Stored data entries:
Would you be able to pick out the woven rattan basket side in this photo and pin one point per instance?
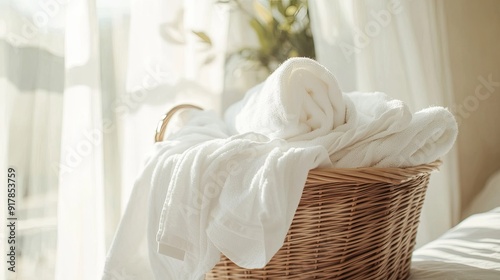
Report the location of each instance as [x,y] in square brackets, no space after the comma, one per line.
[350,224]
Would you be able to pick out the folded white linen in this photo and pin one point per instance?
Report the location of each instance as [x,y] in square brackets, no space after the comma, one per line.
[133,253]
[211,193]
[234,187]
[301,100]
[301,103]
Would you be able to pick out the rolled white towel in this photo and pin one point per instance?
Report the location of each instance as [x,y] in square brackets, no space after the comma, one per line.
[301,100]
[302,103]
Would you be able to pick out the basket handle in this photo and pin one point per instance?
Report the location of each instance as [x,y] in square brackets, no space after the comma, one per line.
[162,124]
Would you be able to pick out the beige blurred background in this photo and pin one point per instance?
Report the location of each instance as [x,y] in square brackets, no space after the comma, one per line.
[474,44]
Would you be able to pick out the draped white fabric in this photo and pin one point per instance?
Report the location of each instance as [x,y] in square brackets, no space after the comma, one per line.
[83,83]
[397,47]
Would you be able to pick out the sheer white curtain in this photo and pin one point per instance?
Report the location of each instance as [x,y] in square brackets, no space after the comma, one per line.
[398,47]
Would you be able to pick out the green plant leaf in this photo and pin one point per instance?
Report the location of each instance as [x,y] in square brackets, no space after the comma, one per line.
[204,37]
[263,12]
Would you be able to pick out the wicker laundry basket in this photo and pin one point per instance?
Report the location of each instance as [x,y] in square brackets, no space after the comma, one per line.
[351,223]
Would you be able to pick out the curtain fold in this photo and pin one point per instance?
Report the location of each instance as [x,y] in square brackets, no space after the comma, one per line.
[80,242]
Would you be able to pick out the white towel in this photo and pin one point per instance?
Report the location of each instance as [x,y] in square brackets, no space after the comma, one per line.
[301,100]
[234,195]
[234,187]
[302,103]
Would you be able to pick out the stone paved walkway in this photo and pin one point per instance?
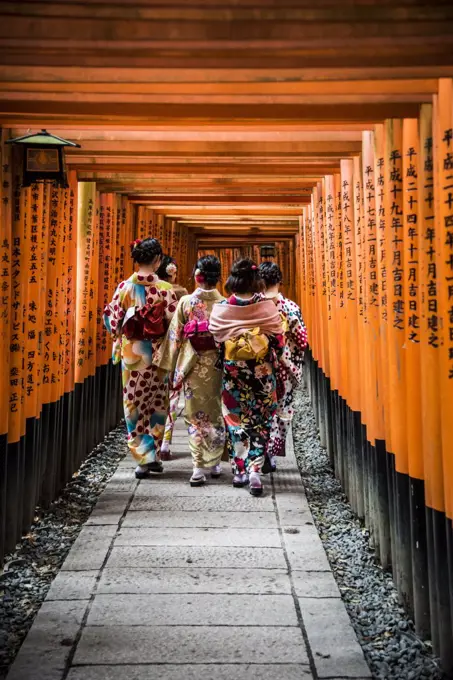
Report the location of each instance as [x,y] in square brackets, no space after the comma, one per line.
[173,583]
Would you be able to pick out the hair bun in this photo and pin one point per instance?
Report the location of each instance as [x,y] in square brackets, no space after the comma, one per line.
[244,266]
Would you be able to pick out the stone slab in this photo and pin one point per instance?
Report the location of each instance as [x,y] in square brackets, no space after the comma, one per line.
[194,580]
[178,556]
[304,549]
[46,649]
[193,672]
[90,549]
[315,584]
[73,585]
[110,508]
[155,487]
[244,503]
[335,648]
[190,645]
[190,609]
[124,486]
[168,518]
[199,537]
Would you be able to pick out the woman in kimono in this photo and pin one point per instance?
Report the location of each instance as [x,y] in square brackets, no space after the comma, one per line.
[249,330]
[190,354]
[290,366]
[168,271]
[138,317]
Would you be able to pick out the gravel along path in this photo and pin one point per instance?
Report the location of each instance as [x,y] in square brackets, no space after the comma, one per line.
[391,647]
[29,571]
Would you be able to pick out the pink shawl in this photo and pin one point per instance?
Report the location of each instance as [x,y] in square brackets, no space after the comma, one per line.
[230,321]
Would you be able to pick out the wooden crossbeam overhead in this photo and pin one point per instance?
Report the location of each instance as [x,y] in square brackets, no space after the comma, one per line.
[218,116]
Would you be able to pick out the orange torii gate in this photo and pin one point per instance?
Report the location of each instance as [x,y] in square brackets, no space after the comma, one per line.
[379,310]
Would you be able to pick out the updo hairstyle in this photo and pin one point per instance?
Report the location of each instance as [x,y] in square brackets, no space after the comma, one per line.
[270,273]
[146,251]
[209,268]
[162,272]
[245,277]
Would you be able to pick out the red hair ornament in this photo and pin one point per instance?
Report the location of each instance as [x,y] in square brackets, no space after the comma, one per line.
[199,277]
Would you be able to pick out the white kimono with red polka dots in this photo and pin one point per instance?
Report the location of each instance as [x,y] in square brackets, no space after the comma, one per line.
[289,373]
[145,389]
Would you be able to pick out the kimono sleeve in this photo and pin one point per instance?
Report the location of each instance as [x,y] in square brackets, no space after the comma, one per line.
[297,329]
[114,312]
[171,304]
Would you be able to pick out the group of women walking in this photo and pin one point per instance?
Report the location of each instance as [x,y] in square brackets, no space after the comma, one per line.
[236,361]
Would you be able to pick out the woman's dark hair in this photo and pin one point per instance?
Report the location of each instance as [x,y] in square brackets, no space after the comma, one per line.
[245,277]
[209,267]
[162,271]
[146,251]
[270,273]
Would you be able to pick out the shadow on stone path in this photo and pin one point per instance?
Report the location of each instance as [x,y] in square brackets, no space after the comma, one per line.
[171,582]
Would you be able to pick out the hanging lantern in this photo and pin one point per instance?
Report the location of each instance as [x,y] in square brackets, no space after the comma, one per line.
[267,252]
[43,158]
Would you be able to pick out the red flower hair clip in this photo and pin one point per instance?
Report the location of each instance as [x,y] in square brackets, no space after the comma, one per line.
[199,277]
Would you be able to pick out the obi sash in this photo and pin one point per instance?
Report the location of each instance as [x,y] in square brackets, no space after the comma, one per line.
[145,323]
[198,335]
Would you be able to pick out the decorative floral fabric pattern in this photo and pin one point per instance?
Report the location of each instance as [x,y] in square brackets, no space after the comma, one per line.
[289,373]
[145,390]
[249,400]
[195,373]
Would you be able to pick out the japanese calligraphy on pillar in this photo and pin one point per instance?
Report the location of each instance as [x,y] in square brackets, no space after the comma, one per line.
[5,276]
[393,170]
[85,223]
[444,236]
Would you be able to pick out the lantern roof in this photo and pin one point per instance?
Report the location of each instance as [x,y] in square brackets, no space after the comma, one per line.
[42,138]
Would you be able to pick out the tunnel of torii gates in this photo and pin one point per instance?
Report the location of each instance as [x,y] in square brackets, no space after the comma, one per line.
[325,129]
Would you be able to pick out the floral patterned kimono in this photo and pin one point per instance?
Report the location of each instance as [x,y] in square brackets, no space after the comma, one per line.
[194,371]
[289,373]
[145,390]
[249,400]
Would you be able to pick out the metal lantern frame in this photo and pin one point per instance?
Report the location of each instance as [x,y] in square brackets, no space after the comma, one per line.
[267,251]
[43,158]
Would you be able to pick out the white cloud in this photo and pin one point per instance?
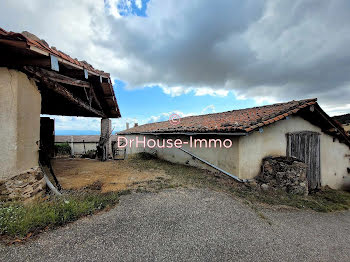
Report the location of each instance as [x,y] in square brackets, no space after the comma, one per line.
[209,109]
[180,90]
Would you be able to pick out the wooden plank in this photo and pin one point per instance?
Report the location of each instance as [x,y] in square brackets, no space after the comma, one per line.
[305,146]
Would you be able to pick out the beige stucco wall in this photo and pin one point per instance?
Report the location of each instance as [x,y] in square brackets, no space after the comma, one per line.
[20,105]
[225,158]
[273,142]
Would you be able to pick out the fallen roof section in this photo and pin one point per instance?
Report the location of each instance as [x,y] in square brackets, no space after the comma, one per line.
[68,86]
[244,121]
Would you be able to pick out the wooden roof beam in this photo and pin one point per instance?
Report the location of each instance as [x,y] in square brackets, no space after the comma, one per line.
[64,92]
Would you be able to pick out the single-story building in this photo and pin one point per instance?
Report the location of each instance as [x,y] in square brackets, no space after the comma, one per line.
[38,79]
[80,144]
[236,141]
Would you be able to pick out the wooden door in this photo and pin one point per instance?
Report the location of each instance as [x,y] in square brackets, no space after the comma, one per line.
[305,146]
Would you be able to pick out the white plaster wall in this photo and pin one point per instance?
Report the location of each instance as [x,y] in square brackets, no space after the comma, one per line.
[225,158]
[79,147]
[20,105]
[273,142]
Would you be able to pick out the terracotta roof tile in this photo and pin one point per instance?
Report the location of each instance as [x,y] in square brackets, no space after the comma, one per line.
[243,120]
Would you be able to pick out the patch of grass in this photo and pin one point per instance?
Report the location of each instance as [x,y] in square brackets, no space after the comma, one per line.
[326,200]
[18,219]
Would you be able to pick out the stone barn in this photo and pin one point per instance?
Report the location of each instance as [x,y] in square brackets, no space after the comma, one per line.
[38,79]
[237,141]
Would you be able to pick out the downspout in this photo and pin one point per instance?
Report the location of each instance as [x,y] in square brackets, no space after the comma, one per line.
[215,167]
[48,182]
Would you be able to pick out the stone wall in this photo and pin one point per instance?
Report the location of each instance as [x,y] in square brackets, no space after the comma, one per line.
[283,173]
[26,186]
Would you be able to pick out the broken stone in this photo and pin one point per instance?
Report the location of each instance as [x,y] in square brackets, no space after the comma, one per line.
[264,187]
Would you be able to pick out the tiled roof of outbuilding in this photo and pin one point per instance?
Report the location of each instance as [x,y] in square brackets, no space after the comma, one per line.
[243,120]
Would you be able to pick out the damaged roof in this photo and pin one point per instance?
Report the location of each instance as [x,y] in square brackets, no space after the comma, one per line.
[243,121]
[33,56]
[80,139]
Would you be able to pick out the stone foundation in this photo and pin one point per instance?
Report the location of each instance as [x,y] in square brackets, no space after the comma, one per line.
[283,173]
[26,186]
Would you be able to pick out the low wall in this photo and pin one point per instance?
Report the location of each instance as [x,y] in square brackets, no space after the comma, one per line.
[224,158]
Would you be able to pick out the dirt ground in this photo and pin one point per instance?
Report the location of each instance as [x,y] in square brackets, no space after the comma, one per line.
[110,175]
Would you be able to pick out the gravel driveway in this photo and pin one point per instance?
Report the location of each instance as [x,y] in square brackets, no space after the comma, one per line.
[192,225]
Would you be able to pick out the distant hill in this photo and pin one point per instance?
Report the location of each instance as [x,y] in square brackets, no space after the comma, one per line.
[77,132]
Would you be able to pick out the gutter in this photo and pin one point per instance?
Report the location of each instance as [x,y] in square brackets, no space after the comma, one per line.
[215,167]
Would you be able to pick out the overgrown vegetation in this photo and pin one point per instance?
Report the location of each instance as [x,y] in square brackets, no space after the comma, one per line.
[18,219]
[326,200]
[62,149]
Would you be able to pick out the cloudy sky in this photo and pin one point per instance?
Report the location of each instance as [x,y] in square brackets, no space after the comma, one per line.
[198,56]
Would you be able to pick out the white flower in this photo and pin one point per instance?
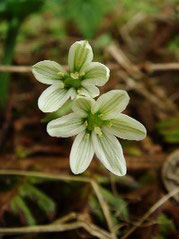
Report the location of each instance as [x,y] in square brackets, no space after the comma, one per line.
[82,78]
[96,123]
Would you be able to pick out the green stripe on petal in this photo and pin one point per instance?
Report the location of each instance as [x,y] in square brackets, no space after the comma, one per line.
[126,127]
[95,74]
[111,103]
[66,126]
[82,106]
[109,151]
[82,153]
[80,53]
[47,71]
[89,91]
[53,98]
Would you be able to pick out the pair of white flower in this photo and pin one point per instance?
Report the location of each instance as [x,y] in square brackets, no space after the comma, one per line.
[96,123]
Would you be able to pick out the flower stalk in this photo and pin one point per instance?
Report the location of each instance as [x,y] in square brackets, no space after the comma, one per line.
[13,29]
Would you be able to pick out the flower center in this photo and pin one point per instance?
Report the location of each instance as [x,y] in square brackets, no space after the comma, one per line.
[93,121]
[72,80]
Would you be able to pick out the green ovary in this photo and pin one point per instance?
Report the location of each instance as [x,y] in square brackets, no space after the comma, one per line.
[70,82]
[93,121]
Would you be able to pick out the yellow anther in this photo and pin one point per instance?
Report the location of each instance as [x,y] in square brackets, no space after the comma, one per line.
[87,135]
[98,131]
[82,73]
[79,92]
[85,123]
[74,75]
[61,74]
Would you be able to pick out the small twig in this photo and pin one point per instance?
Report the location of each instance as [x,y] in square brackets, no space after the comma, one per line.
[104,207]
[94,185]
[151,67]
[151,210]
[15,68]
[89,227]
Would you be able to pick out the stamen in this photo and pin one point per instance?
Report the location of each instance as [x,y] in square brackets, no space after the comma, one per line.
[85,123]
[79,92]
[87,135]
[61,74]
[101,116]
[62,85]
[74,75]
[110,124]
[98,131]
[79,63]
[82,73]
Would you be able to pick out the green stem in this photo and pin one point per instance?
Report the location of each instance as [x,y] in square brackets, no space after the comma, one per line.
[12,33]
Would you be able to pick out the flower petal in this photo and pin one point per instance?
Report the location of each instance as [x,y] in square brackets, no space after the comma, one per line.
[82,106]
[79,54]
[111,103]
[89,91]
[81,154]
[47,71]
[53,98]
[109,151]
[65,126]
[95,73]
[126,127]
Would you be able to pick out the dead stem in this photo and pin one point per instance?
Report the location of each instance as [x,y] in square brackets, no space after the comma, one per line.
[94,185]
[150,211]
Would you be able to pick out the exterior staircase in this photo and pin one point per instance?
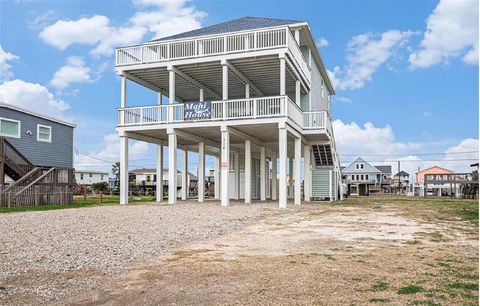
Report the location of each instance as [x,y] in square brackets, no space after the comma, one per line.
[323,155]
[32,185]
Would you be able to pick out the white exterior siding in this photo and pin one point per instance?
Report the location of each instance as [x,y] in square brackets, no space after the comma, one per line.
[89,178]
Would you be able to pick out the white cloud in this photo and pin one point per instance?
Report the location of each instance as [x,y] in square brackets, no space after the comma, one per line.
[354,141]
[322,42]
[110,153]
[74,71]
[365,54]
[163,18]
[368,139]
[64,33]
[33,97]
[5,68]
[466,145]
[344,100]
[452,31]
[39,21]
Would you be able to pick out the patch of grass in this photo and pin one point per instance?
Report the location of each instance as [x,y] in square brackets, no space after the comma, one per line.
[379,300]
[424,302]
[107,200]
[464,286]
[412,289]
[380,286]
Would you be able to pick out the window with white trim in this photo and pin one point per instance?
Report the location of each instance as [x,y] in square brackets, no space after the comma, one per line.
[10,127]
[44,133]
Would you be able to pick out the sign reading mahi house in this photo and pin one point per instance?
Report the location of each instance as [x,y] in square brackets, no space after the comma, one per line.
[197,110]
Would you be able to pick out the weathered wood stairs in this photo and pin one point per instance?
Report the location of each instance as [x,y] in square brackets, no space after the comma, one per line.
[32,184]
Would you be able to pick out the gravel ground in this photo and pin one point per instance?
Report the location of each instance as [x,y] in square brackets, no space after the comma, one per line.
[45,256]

Directions. Output an exact copy of the lines beginning at the one that holds "Would you be able to pick out the window" and running through the final line of the records.

Complete response.
Would you be able to pick out the window with white trim in this photo and pin one point per instance?
Report the location of each instance as [x,y] in square brackets, no space after the comma, one per line.
[10,127]
[44,133]
Would you be able to pick out the sign reading mahi house in this photo and pin one point per instance?
Report the location of each instance as [x,y] in square brackets, no space after the comma, one per line.
[197,110]
Would you be able to pick out the weathered wood stairs in this photo and pin one point per instance?
Report the location of each instance as [x,y] in square brackets, no space after the comma, one per line.
[32,184]
Would you be able to pick out the gravel ground in this photo and pin one point per instance?
Report the location of each instance as [x,y] in square brackets, no space after the comma, one per line.
[45,256]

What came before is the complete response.